Surface compressive stress (CS) is often used as an indicator by those skilled in the art to evaluate the chemical tempering effect of glass. Test results show that the higher the purity of potassium nitrate in the molten salt bath containing potassium nitrate is, the higher the CS value of the tempered glass will be, and the better the chemical tempering effect of the glass will be. On the contrary, when the purity of potassium nitrate in the molten salt bath containing potassium nitrate is lowered, the CS value of the tempered glass is reduced, and the chemical tempering effect of the glass becomes poor. The analysis results show that the main reason for the decrease of the CS value is that the molten salt bath containing potassium nitrate is diluted and contaminated by sodium and ions released from the glass due to ion exchange. With increasing area of glass treated with the molten salt bath containing potassium nitrate, the concentration of sodium and lithium ions in the molten salt bath containing potassium nitrate increases gradually, and the concentration of potassium nitrate in the molten salt bath containing potassium nitrate decreases gradually, resulting in the decrease of the CS value of the tempered glass.
At present, in order to obtain tempered glass with desired CS value, a commonly employed approach is to remove the purity-lowered molten salt bath containing potassium nitrate and replace it with fresh molten salt bath containing potassium nitrate. The drawbacks of this approach include the following.
1) The low-purity molten salt bath containing potassium nitrate is discarded as a waste. When cooled from about 400° C. to normal temperature, the molten salt bath containing potassium nitrate discarded as a waste changes from the molten state to a strongly hard mass that is difficult to be broken. If potassium nitrate discarded as a waste is intended to be recovered, it needs to be broken and melted at a high temperature by the potassium nitrate manufacturers before recovery and purification, which is accompanied by high energy consumption, waste of resources, and high cost.
2) The replacement of the molten salt bath containing potassium nitrate involves: shutting down the operation to clean the spent molten salt bath and the inner wall of the chemical tempering furnace, adding the salt bath containing potassium nitrate, melting by heating, and maintaining the temperature. The production has to be shut down for 4 to 5 days during the whole process from replacing the molten salt bath to reproduction, resulting in the decrease in the operation rate of the equipment (the ratio of possible yield of a machine to actual yield) and the decrease in the actual productivity.

● **REQUIRED TASK 1**
Print the stretch of the entries from the line containing "Each instance receives one keypoint. Put a point on the handheld" through the last line of the entries, including both ends.
The passage on chemical tempering of glass and the entries after it are unrelated material.

● **INPUT DATA**
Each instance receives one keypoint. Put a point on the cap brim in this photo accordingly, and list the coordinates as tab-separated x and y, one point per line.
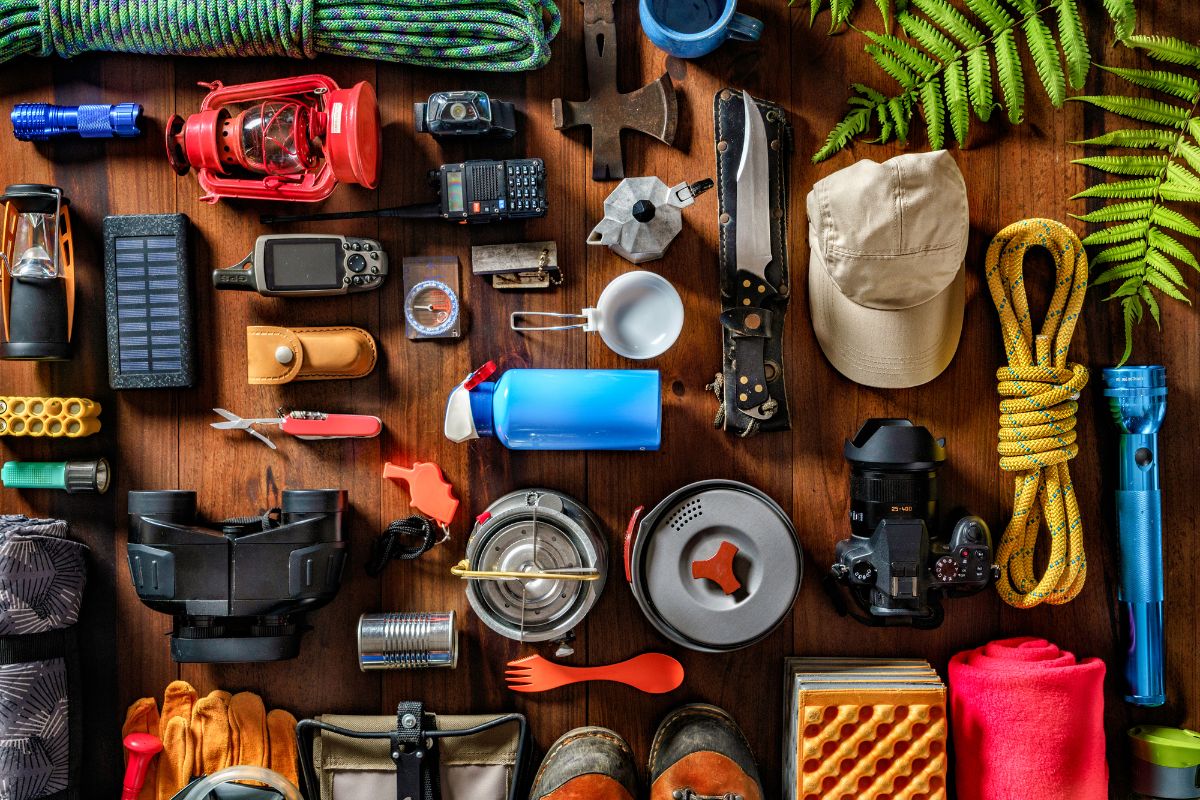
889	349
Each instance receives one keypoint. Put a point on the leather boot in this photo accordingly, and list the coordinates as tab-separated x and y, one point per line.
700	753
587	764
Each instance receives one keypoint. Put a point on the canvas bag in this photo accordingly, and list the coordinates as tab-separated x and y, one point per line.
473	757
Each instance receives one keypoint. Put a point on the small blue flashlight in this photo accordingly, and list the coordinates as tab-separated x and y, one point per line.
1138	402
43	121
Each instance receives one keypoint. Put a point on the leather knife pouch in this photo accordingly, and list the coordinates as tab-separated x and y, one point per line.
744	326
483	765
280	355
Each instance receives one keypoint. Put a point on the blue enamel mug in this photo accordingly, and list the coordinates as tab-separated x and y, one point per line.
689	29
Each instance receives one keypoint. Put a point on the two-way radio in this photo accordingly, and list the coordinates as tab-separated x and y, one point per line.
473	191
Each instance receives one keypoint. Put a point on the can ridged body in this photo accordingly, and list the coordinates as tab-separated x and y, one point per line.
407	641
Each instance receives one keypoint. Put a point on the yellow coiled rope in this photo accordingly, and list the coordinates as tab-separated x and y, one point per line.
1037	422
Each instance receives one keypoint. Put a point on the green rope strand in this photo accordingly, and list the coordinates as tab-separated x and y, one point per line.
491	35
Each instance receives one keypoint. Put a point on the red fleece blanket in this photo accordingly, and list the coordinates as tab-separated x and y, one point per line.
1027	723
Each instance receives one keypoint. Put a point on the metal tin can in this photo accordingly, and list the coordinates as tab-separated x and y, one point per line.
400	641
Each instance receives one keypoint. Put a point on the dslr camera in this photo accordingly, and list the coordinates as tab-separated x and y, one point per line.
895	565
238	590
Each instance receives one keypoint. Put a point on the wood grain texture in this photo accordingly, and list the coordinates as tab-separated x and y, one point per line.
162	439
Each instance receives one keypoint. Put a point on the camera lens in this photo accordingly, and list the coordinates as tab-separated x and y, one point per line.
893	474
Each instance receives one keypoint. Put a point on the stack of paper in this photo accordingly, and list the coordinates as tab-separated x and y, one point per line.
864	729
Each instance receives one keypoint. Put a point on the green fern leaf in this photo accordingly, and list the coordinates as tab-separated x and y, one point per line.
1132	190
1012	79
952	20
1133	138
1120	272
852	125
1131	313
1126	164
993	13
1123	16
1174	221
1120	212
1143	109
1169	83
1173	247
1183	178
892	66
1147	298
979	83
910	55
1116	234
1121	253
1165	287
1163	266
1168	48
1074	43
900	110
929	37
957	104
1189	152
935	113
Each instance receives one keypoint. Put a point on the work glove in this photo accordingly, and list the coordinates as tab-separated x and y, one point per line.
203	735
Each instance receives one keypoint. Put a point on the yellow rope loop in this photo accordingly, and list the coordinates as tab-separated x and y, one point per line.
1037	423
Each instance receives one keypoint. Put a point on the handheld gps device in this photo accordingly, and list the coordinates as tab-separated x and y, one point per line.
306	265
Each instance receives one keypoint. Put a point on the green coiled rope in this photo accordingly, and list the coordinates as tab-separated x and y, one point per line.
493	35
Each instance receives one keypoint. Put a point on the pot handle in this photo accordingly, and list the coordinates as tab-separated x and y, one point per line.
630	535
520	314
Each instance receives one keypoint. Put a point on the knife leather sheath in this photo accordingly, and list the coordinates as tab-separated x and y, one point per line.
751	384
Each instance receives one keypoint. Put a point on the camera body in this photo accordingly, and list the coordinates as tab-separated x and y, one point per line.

● **REQUIRED TASK 2**
Write the next part of the passage on chemical tempering of glass, starting after its last sentence.

● **FINAL RESULT 1**
Each instance receives one keypoint. Put a point on the handheld gps device in this photo accordingly, and list the coordinates as tab-separated x and y, one point per line.
306	265
Each instance receives one keypoint. Put a point on the green coiled rope in this photo accordingly, and list the coordinates as tab-separated x and y, one point per line.
493	35
Each instance receives one keypoint. Put a point on the pot handle in this photo accordingly, and list the coordinates as tab-separated x and y, one point per line.
630	535
520	314
Each instance receives one keypoint. Put a point on the knife leather sheath in this photo accordingly, and list the coordinates as tab-separated x and y, one point per line.
751	384
Each instance receives one keypoint. Put a point on the camera body in this photo accordingly, and list the coordinates as tab-separated x and y, one point per line.

● **FINAL RESULT 2**
3) The consumption of the molten salt bath containing potassium nitrate is a main cost in the production of chemically tempered glass. As the glass strength requirement is increased, the frequency of replacement of the molten salt bath containing potassium nitrate is increased, and the cost of the chemically tempered glass is accordingly increased.
Therefore, to reduce the frequency of replacement and improve the utilization of the molten salt bath containing potassium nitrate and thus reduce the cost and create economic benefits for an enterprise, there is a need to develop an on-line method for stabilizing surface compressive stress of chemically tempered glass.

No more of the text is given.